## STATED TASK
Recast every line of all the items below as a numbered list, omitting any blank lines.

(Point annotation dataset records)
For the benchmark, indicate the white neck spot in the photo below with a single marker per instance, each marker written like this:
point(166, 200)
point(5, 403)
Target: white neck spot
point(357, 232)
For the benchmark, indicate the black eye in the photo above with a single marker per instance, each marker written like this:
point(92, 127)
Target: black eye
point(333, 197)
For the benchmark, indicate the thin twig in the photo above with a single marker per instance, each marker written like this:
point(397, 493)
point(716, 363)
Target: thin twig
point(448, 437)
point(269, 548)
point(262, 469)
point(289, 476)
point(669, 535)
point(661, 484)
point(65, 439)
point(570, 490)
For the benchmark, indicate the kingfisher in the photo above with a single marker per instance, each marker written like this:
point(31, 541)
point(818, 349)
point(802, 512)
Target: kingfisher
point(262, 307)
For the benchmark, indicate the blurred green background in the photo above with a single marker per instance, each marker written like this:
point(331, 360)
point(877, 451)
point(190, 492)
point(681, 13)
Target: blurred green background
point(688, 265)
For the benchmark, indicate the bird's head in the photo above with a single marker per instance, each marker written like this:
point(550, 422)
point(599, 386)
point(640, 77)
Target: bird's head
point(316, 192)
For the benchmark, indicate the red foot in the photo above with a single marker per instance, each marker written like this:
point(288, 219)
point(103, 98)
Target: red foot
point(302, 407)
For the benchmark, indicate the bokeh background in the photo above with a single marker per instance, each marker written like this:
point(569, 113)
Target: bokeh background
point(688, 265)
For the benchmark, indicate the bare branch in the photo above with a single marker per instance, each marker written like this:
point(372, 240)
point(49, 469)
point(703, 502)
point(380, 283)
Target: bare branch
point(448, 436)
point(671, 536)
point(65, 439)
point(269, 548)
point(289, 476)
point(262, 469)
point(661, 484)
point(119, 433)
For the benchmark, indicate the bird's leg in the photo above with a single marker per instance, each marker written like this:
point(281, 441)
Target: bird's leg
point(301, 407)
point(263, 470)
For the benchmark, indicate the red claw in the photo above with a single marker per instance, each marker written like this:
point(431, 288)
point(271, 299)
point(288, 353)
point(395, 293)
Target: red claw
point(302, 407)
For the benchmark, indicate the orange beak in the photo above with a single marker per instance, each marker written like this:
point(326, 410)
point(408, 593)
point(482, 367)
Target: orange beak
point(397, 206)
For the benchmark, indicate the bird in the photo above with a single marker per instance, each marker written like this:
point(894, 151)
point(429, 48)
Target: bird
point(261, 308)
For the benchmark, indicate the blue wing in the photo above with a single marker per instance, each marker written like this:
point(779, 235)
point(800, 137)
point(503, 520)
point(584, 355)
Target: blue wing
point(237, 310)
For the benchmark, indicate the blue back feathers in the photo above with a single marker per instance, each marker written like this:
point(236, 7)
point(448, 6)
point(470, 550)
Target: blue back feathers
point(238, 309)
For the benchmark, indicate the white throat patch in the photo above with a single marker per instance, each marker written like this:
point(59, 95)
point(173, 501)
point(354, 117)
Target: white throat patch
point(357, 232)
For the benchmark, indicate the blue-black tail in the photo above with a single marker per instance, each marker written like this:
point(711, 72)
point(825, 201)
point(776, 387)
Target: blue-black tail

## EXERCISE OUTPUT
1. For the benchmark, indicate the white neck spot in the photo below with a single marker per instance, each marker written like this:
2. point(166, 200)
3. point(5, 403)
4. Target: white neck spot
5. point(357, 232)
6. For the benchmark, indicate the black eye in the photo above with a single marker per instance, each marker written like this:
7. point(92, 127)
8. Target: black eye
9. point(333, 197)
10. For the benchmark, indicate the thin twig in the photo above with a single marker per instance, each marker written like this:
11. point(397, 493)
12. point(716, 363)
13. Target: thin twig
14. point(448, 437)
15. point(269, 548)
16. point(262, 469)
17. point(289, 476)
18. point(669, 535)
19. point(661, 484)
20. point(65, 439)
21. point(570, 490)
22. For the benchmark, indicate the kingfisher in the photo above with a single marker per instance, each marker written like this:
23. point(31, 541)
24. point(818, 349)
25. point(802, 512)
26. Target: kingfisher
27. point(262, 307)
28. For the benchmark, indicate the blurred green background in the photo above with a single marker per instance, each marker written like this:
29. point(331, 360)
30. point(877, 451)
31. point(190, 492)
32. point(681, 13)
33. Target: blurred green background
34. point(688, 265)
35. For the benchmark, indicate the bird's head in the photo above with a single marker per instance, each marker written like this:
36. point(550, 422)
37. point(599, 386)
38. point(640, 77)
39. Target: bird's head
40. point(316, 192)
41. For the benchmark, indicate the red foot in the photo above with a single marker per instance, each marker written like this:
42. point(288, 219)
43. point(103, 98)
44. Target: red foot
45. point(302, 407)
46. For the benchmark, indicate the bokeh background in the photo above with a single marker per instance, each marker written like this:
47. point(569, 113)
48. Target: bokeh background
49. point(688, 265)
50. For the benchmark, indicate the bare branch in the photo above with a single marker per instance, each marker written like this:
51. point(372, 240)
52. point(49, 469)
53. point(703, 502)
54. point(380, 283)
55. Target: bare branch
56. point(448, 436)
57. point(671, 536)
58. point(65, 439)
59. point(269, 548)
60. point(289, 476)
61. point(262, 469)
62. point(661, 484)
63. point(119, 433)
64. For the benchmark, indicate the bird's leg in the photo above with a single marker per instance, each marker written like this:
65. point(281, 441)
66. Target: bird's leg
67. point(301, 407)
68. point(263, 470)
69. For the benchmark, indicate the red claw in the photo above with a single marker per instance, each marker written like this:
70. point(431, 288)
71. point(271, 299)
72. point(288, 353)
73. point(395, 293)
74. Target: red claw
75. point(302, 407)
76. For the benchmark, indicate the orange beak in the photo above with a single marker per instance, each marker written like this:
77. point(326, 410)
78. point(408, 593)
79. point(482, 367)
80. Target: orange beak
81. point(397, 206)
82. For the benchmark, indicate the bird in the photo above with a single marker per instance, each marker written like this:
83. point(894, 151)
84. point(429, 48)
85. Target: bird
86. point(261, 308)
87. For the benchmark, indicate the blue wing in the photo above with a single marker per instance, each marker written like this:
88. point(779, 235)
89. point(800, 137)
90. point(503, 520)
91. point(584, 355)
92. Target: blue wing
93. point(237, 310)
94. For the benchmark, indicate the blue back feathers in the photo above with a single marker per instance, each marker written like this:
95. point(236, 7)
96. point(448, 6)
97. point(470, 550)
98. Target: blue back feathers
99. point(238, 309)
100. For the benchmark, indicate the white throat patch in the photo above with a single marker per instance, each marker written like this:
101. point(59, 95)
102. point(173, 501)
103. point(354, 117)
104. Target: white throat patch
105. point(357, 232)
106. For the benchmark, indicate the blue-black tail in the photo above with a single marker per instance, each marker written like this:
107. point(711, 72)
108. point(825, 201)
109. point(776, 387)
110. Target: blue-black tail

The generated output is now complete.